_What to work on_
Repeat the lines below exactly as written, please, from the line with "finch out of the image above" to the line with "leg out of the image above", both lines included, and no others.

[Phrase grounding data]
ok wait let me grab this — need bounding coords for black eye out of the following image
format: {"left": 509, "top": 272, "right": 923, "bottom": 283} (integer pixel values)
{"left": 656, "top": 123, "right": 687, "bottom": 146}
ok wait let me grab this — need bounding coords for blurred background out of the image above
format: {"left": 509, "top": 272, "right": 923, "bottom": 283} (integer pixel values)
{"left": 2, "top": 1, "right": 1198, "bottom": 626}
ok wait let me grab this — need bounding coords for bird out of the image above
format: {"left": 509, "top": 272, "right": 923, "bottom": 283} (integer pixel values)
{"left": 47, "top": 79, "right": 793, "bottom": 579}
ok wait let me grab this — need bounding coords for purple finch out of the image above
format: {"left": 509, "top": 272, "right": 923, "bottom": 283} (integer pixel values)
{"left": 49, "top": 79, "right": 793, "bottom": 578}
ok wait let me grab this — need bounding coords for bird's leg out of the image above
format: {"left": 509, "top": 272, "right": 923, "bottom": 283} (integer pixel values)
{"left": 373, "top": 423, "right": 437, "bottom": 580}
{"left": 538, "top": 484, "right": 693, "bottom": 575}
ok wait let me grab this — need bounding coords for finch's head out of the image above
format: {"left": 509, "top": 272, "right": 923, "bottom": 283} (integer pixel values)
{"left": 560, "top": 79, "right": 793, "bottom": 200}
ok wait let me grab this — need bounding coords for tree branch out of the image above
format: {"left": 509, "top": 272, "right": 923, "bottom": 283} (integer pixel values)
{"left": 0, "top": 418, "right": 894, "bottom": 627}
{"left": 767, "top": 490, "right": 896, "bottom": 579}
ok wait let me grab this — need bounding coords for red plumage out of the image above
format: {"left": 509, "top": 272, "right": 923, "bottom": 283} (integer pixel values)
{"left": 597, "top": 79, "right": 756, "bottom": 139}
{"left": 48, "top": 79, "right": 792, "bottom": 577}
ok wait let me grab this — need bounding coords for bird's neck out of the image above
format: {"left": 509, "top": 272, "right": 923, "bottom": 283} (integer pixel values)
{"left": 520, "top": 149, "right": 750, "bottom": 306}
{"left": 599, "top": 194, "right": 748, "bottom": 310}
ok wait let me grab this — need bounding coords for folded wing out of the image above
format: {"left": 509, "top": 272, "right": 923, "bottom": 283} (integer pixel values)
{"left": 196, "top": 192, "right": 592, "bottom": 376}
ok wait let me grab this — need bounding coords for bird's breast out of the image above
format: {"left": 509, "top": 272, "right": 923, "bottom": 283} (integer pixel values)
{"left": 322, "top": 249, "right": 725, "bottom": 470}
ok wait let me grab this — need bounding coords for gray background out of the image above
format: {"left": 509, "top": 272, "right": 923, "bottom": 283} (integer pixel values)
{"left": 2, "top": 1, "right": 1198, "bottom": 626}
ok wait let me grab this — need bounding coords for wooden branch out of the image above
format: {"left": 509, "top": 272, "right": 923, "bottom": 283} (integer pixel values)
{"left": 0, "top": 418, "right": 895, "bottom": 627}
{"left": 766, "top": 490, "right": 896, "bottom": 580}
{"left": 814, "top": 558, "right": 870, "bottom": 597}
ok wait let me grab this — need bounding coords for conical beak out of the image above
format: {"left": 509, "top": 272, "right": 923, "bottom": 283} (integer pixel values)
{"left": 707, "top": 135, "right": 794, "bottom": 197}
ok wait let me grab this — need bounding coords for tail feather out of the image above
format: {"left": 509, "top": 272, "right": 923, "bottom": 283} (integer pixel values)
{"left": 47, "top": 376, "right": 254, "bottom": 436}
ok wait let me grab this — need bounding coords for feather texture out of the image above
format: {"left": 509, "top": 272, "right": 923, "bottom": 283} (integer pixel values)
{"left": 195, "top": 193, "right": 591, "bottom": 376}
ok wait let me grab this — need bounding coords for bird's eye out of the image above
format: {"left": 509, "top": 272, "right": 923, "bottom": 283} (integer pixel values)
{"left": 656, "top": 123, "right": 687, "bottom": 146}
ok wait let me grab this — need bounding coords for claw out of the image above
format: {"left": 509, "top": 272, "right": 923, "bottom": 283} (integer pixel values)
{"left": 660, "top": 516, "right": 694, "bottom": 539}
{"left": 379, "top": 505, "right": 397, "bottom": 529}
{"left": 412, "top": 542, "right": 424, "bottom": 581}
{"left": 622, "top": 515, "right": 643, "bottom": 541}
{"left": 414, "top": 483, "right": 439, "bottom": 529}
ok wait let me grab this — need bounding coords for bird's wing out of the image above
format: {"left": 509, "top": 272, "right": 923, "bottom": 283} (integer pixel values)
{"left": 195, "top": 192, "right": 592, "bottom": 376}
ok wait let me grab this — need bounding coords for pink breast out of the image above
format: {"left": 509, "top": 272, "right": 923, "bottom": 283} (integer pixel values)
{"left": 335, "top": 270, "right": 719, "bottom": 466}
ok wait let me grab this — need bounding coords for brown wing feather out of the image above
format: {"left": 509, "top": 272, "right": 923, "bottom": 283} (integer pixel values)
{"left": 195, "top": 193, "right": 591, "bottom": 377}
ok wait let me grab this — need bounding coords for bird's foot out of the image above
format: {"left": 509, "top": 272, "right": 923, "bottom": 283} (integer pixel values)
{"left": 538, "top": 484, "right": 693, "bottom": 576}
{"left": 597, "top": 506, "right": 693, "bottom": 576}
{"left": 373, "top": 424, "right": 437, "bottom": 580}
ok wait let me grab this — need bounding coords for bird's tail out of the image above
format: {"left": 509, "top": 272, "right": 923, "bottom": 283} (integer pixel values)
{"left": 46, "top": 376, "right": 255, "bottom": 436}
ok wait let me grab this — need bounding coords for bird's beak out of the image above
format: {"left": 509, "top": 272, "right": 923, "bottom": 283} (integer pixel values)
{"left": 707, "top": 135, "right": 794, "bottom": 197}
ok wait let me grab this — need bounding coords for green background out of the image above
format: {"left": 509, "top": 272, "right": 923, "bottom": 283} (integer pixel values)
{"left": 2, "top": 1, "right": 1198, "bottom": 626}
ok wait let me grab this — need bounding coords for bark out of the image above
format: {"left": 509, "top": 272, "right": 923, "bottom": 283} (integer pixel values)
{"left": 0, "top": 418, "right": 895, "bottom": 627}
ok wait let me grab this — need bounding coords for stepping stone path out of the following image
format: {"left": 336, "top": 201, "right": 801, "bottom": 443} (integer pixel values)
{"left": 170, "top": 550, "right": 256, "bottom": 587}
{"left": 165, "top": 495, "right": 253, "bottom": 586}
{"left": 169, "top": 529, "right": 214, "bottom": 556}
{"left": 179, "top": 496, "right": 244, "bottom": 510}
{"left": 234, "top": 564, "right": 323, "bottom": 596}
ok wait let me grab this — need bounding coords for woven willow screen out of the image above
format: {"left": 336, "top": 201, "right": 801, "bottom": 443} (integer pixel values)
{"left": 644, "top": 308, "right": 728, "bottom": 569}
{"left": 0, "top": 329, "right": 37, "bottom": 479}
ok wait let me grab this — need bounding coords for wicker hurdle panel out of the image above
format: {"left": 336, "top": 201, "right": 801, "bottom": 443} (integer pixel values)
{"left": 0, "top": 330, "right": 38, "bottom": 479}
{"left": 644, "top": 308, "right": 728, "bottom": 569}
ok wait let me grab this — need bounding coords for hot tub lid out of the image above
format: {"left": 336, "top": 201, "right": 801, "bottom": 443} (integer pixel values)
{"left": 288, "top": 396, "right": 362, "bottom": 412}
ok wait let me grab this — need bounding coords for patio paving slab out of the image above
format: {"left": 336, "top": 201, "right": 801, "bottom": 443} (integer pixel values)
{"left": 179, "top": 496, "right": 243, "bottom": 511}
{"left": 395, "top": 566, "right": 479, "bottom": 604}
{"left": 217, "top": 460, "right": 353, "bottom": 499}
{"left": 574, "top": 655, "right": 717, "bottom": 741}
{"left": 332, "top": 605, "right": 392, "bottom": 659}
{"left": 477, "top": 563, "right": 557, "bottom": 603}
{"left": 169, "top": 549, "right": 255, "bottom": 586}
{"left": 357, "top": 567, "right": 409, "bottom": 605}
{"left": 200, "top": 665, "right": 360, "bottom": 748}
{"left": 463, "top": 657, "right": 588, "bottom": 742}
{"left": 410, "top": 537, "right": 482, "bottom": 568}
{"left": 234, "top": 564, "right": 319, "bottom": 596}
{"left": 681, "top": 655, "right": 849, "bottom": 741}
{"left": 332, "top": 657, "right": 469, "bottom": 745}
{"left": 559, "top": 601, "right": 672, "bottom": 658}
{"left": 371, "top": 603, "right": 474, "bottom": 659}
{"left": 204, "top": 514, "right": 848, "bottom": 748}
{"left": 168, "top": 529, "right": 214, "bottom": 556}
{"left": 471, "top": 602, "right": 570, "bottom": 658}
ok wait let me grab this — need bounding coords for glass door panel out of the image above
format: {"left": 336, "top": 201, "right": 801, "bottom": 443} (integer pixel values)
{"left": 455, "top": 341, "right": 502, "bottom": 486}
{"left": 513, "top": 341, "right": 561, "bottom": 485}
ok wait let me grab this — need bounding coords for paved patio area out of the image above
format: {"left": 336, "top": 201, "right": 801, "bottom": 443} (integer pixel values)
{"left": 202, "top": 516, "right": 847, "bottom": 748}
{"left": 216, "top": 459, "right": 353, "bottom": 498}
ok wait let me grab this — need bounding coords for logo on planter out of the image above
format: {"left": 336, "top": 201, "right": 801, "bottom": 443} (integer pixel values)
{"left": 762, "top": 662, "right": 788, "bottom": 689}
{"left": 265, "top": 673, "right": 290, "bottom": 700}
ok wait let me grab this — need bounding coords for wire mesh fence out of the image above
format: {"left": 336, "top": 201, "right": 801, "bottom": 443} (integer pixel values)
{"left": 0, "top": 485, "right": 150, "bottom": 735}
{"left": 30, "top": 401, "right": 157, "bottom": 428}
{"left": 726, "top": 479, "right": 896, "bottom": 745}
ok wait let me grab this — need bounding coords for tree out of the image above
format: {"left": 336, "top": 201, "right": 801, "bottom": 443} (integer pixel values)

_Response to the exercise_
ok wait let me grab this — need bounding coords for purple finch out of the image above
format: {"left": 509, "top": 272, "right": 923, "bottom": 283} (integer pixel values)
{"left": 49, "top": 79, "right": 793, "bottom": 578}
ok wait let me grab this — need bounding coords for bird's leg out of the image above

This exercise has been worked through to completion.